Text segment ->

When multiple applications are executed on a single physical server, resource allocation issues can arise as the application compete for server resources. One way to address this issue is to run each application on a different physical server, but this solution requires significant investment and often results in underutilized resources. Rather than using separate physical servers, virtual machine (VMs) can be used, wherein multiple VMs can be run on a single physical server and the VMs provides isolation between the applications. This type of virtualization provides better utilization of resources and easily allows additional applications to be added. However, each VM is operated like a full machine running on virtualized hardware and, thus, each VM requires its own operating system (OS), which wastes central processing unit (CPU) and memory resources.

Containers, such as Kubernetes containers, operate similar to a virtual machine, wherein each container has its own CPU share, filesystem, process space, and memory, but, unlike a virtual machine, containers allow applications to share the OS. Just as each container has separate virtual memory and processing, in some embodiments, a pod includes separate (from the other pods) virtual memory and processing.

Extraction in mass spectrometry generally refers to the process of separating the molecule of interest from other substances in a sample so that it can be more easily and accurately analyzed by a mass spectrometer. Also, peak detection is generally performed post data extraction. In some embodiments, as described in more detail below, the extraction and peak detection algorithms are executed in parallel in a separate pod for each injection. In some embodiments, the determined data is collated and provided to the calling application. In some embodiments, extraction and peak detection algorithms employed for peak detection include, for example, ICIS, GENISIS, or Cobra.

Data provided ->
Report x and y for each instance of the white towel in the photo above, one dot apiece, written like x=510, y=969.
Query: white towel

What to produce ->
Pick up the passage on running mass spectrometry extraction and peak detection in container pods, and continue it from its final sentence.

Result of this exercise ->
In some embodiments, the processing module is scaled horizontally via processing nodes to increase performance. In some embodiments, a node is implemented via a virtual machine or a physical machine. In some embodiments, a node is implemented as a Kubernetes node and managed by the control plane and contains the services necessary to run Pods. In some embodiments, additional Kubernetes nodes are employed to horizontally scale the processing module. In some embodiments, the processing module is provided via multiple CPUs that are scaled horizontally where each node is a physical server, and each pod comprises a virtual CPU and virtual memory (see).

In the following detailed description, reference is made to the accompanying drawings that form a part hereof wherein like numerals designate like parts throughout, and in which is shown, by way of illustration, embodiments that may be practiced. It is to be understood that other embodiments may be utilized, and structural or logical changes may be made, without departing from the scope of the present disclosure. Therefore, the following detailed description is not to be taken in a limiting sense.

Various operations may be described as multiple discrete actions or operations in turn, in a manner that is most helpful in understanding the subject matter disclosed herein. However, the order of description should not be construed as to imply that these operations are necessarily order dependent. In particular, these operations may not be performed in the order of presentation. Operations described may be performed in a different order from the described embodiment. Various additional operations may be performed, and/or described operations may be omitted in additional embodiments.

For the purposes of the present disclosure, the phrases “A and/or B” and “A or B” mean (A), (B), or (A and B). For the purposes of the present disclosure, the phrases “A, B, and/or C” and “A, B, or C” mean (A), (B), (C), (A and B), (A and C), (B and C), or (A, B, and C). Although some elements may be referred to in the singular (e.g., “a processing device”), any appropriate elements may be represented by multiple instances of that element, and vice versa. For example, a set of operations described as performed by a processing device may be implemented with different ones of the operations performed by different processing devices.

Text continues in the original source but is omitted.